- **THE PROBLEM**:
In the news article about Jessica Rekos, what did her parents call her?

- **TEXT UNDER STUDY**:
++++

The parents of Jessica Rekos, a 6-year-old girl who died during the massacre at Sandy Hook Elementary School in Newtown, Conn., said they are committed to keeping their daughter's memory alive despite their pain.


"We will talk about her every day, we will live for her," Krista Rekos told ABC News. "We will make sure her brother knows what an amazing person she was."


Richard and Krista Rekos say that talking about Jessica, who loved horseback riding and whom they called the CEO of their family, brings tiny moments of comfort.


CLICK HERE for full coverage of the massacre at the elementary school.


"Jessica loved writing, and she would often leave us little notes all over the house," Rekos said. "They would just say, 'I love you so much.'


"She was a ball of fire, she ruled the roost," Krista Rekos said.


When the call came Friday morning that Sandy Hook Elementary was on lockdown, Krista Rekos rushed in disbelief through the town where she and her husband were raised, a place they had always felt safe.


"I was running, and I kept thinking, 'I'm coming for you honey, I'm coming,'" she said, choking up.


CLICK HERE to read about the "hero teacher," the principal and 20 children who lost their lives.










First Sandy Hook Shooting Victims to Be Buried Watch Video









Adam Lanza: Who Was Elementary School Shooter? Watch Video





Richard Rekos said they initially had little information on what had happened.

++++

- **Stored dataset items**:
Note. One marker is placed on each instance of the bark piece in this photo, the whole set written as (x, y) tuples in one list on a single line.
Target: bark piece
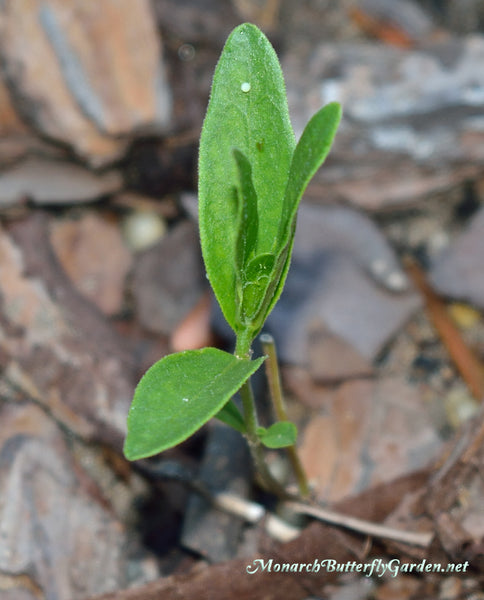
[(340, 268), (333, 359), (167, 281), (55, 346), (412, 117), (457, 272), (367, 433), (101, 72), (47, 181), (79, 244), (231, 579)]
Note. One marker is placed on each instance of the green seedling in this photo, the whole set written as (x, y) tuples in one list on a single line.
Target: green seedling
[(252, 175)]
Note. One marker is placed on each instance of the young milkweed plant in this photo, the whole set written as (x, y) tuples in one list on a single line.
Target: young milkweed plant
[(252, 175)]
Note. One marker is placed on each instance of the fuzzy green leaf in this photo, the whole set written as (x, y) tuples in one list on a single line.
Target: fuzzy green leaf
[(310, 153), (248, 219), (180, 393), (248, 111), (278, 435)]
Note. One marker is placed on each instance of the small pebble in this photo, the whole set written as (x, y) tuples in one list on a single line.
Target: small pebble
[(142, 229)]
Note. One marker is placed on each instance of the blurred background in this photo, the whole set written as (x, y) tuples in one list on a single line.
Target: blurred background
[(380, 328)]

++++

- **WRITTEN SOLUTION**:
The CEO of their family.